Bagian Teks -
◆ ◆ ◆

Dari Aksara Jawi Ke Misteri Makam: Ulasan Buku Hamzah Fansuri

Cover Buku Hamzah Fansuri
INTIinspira - Minggu lalu, aku memesan buku terbaru Ramli Cibro. Buku ini berjudul Hamzah Fansuri: Narasi yang Hilang dan Polemik Tasawuf Nusantara. Buku ini diterbitkan oleh Zahir Publishing pada Maret 2025, dengan ketebalan xiv + 156 halaman.

Hamzah Fansuri (selanjutnya kutulis saja: Hamzah) merupakan salah satu tokoh sufi yang aku kagumi.

Aku sudah berkenalan dengan beberapa syairnya sejak masih di bangku sekolah. Walaupun saat itu aku tidak tahu persis apa maksud dan tujuan dari syair-syair itu—dan nampaknya sampai sekarang pun masih begitu. 

Tapi yang jelas, aku menikmatinya. Dan entah bagaimana ceritanya, syair-syair pendek itu telah membuatku kagum pada pengarangnya.

Namun karena keterbatasan akses referensi, bacaanku tentang Hamzah sangatlah terbatas. Ini menjadi alasan utama mengapa aku sangat berbahagia menyambut kehadiran buku karya kawan yang satu ini. Apalagi, buku ini diserahkan langsung oleh penulisnya.

◆ ◆ ◆

Instruksi - Tolong tuliskan ulang seluruh ulasan buku Hamzah Fansuri di atas tanpa mengubah satu kata pun.

Entri Koleksi -
◆ ◆ ◆

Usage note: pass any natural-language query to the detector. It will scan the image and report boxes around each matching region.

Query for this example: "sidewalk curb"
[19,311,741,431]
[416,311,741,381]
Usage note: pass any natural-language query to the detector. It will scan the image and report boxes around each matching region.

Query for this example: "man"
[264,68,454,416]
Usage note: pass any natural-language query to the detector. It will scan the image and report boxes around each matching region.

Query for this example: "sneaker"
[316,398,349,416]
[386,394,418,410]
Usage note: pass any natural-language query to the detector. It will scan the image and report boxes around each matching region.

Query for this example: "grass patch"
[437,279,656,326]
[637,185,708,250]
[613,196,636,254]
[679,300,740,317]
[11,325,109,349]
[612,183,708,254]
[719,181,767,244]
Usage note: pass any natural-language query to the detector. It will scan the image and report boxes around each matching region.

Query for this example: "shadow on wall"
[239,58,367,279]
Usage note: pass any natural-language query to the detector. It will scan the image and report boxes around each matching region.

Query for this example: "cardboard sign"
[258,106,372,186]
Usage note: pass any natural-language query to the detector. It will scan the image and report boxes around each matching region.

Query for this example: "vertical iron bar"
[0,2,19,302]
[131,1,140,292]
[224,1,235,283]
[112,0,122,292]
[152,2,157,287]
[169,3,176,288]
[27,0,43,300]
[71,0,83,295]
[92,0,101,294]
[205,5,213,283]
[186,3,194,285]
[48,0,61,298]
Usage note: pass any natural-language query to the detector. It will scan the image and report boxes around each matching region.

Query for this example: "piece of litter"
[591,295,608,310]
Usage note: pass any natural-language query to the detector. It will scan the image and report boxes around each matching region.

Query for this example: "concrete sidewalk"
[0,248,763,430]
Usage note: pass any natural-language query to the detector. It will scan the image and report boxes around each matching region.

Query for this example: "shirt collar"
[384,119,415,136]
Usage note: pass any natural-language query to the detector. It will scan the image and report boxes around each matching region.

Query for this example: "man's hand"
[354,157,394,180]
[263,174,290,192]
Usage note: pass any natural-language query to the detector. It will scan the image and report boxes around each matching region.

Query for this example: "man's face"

◆ ◆ ◆

Hasil Latihan -
Dari Aksara Jawi Ke Misteri Makam: Ulasan Buku Hamzah Fansuri

Cover Buku Hamzah Fansuri
INTIinspira - Minggu lalu, aku memesan buku terbaru Ramli Cibro. Buku ini berjudul Hamzah Fansuri: Narasi yang Hilang dan Polemik Tasawuf Nusantara. Buku ini diterbitkan oleh Zahir Publishing pada Maret 2025, dengan ketebalan xiv + 156 halaman.

Hamzah Fansuri (selanjutnya kutulis saja: Hamzah) merupakan salah satu tokoh sufi yang aku kagumi.

Aku sudah berkenalan dengan beberapa syairnya sejak masih di bangku sekolah. Walaupun saat itu aku tidak tahu persis apa maksud dan tujuan dari syair-syair itu—dan nampaknya sampai sekarang pun masih begitu. 

Tapi yang jelas, aku menikmatinya. Dan entah bagaimana ceritanya, syair-syair pendek itu telah membuatku kagum pada pengarangnya.

Namun karena keterbatasan akses referensi, bacaanku tentang Hamzah sangatlah terbatas. Ini menjadi alasan utama mengapa aku sangat berbahagia menyambut kehadiran buku karya kawan yang satu ini. Apalagi, buku ini diserahkan langsung oleh penulisnya.